> PROBLEM TO WORK ON:
Extract each line from the records below that contains the string "helmet", and copy those lines without any changes.

═══

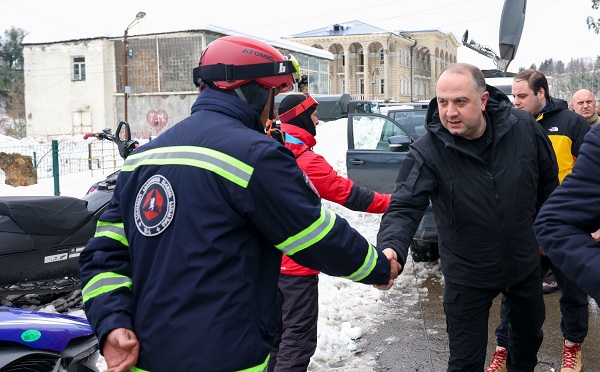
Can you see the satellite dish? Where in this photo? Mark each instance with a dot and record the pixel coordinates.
(511, 28)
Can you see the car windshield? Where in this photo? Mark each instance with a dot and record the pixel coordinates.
(412, 120)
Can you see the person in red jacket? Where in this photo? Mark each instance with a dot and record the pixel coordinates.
(296, 339)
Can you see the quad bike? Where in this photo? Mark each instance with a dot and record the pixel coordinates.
(42, 236)
(35, 341)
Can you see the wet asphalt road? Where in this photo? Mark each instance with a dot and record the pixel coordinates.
(414, 335)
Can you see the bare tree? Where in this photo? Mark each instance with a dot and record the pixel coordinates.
(594, 24)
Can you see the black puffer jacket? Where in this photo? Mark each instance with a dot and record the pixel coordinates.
(484, 211)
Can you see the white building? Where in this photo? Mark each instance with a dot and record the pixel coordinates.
(74, 87)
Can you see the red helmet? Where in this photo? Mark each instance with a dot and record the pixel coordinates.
(232, 61)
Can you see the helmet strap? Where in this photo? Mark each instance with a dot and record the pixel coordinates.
(271, 128)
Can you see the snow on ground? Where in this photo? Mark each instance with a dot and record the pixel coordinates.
(347, 310)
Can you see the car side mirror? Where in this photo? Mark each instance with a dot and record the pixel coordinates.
(399, 143)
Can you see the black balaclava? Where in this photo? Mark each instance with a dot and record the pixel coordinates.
(303, 120)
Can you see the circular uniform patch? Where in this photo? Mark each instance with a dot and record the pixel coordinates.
(154, 206)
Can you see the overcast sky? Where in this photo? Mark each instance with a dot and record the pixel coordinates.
(553, 28)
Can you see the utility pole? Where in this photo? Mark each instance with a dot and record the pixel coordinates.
(126, 88)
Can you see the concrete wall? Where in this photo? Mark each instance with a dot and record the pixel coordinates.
(151, 114)
(55, 104)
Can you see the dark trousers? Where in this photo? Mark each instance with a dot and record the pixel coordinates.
(296, 337)
(574, 310)
(467, 314)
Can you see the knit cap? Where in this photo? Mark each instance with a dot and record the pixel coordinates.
(292, 112)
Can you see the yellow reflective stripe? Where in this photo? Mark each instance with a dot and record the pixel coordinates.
(367, 266)
(259, 368)
(112, 230)
(309, 236)
(217, 162)
(104, 283)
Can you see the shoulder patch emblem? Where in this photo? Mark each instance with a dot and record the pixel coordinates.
(154, 206)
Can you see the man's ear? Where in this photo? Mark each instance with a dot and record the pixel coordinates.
(484, 98)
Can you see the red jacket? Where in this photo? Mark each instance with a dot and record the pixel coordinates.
(329, 184)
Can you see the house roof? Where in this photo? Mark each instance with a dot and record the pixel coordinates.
(274, 41)
(342, 29)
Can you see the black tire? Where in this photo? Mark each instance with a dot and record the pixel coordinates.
(424, 251)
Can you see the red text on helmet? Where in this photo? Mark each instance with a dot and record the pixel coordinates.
(258, 53)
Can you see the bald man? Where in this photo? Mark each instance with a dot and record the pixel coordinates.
(584, 103)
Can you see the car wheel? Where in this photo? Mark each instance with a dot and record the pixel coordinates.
(424, 251)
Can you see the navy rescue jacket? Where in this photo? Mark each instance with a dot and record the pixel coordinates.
(188, 253)
(484, 210)
(566, 221)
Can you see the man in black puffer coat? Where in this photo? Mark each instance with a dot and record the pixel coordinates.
(487, 168)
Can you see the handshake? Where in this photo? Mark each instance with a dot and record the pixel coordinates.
(395, 269)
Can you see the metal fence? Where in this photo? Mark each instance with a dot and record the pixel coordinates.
(72, 156)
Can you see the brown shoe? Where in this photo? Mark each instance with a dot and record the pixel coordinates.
(571, 357)
(498, 363)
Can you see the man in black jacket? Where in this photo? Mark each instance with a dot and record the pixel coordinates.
(487, 168)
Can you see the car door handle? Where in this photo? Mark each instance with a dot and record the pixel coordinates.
(356, 162)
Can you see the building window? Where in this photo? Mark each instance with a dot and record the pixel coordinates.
(78, 68)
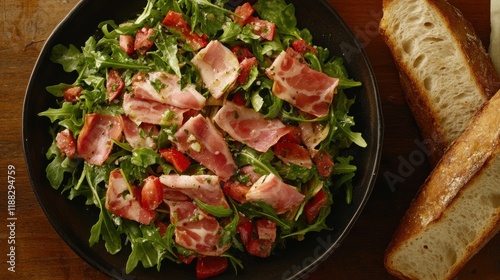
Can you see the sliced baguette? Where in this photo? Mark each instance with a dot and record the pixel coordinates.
(445, 71)
(457, 210)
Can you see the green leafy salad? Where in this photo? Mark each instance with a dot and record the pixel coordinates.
(202, 133)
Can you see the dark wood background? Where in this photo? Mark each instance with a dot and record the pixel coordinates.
(42, 254)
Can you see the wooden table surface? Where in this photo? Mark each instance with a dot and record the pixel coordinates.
(41, 254)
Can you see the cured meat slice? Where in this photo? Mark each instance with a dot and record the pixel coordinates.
(148, 111)
(206, 188)
(305, 88)
(124, 204)
(250, 127)
(199, 138)
(166, 88)
(133, 135)
(195, 229)
(94, 141)
(312, 133)
(218, 66)
(274, 192)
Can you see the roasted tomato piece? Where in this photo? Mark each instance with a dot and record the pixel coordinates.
(303, 47)
(246, 66)
(243, 13)
(245, 229)
(179, 160)
(294, 153)
(66, 143)
(123, 200)
(210, 266)
(263, 28)
(177, 25)
(114, 84)
(152, 193)
(236, 190)
(324, 162)
(239, 98)
(266, 229)
(144, 39)
(242, 52)
(294, 136)
(314, 205)
(259, 247)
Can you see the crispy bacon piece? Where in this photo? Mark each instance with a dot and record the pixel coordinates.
(205, 188)
(149, 111)
(274, 192)
(133, 135)
(305, 88)
(250, 127)
(124, 204)
(66, 143)
(196, 230)
(199, 138)
(166, 88)
(94, 141)
(218, 66)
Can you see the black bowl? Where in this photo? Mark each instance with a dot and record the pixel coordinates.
(73, 220)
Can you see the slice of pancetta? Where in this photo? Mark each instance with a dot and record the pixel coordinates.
(312, 134)
(218, 66)
(195, 229)
(305, 88)
(274, 192)
(166, 88)
(199, 138)
(205, 188)
(139, 136)
(122, 203)
(250, 127)
(94, 141)
(148, 111)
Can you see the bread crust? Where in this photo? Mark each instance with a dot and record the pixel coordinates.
(479, 64)
(462, 167)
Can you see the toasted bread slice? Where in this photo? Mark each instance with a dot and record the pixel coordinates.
(445, 71)
(457, 210)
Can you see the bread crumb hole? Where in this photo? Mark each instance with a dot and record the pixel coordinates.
(429, 24)
(428, 83)
(418, 61)
(407, 46)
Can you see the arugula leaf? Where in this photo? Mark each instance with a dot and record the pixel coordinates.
(260, 209)
(69, 57)
(344, 122)
(168, 47)
(144, 157)
(59, 165)
(66, 111)
(260, 162)
(216, 211)
(148, 246)
(105, 226)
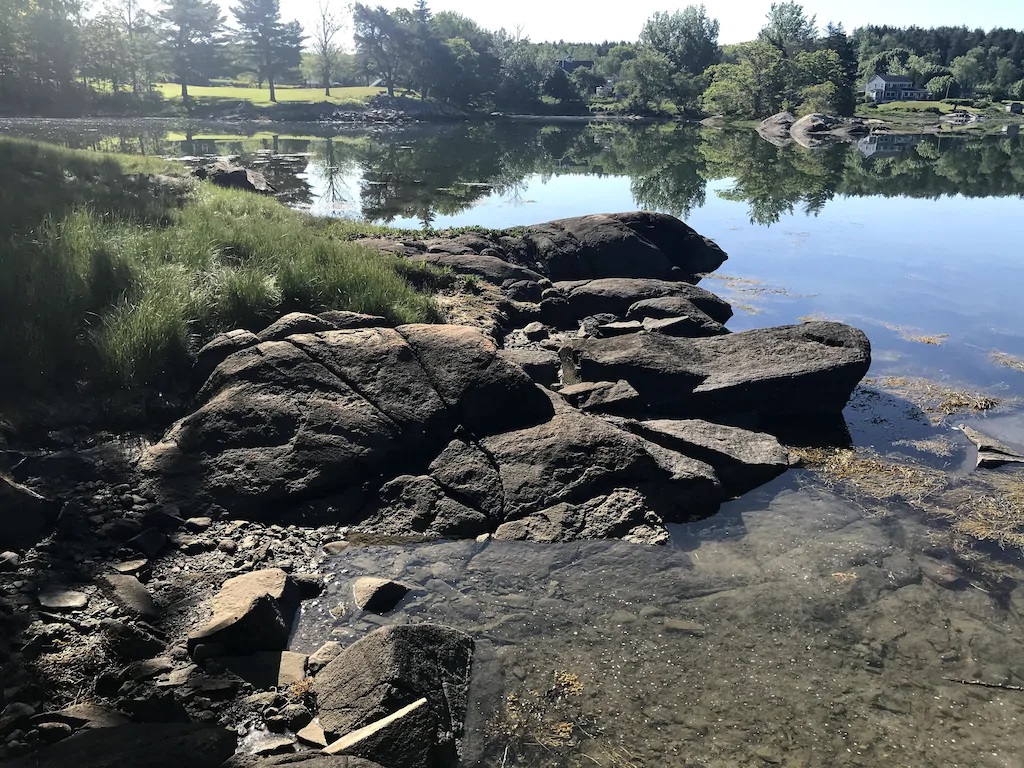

═══

> SOLUTION FOR THIS TASK:
Can you see the red helmet? Where in this photo? Mark each instance with a dot and record the pixel coordinates.
Can you see the helmet strap? Where in this photo? Mark each instance with a dot and record the pixel coordinates.
Can you see the red text on helmet? Where in this photo? Mark each instance with a dot and record the pixel coordinates.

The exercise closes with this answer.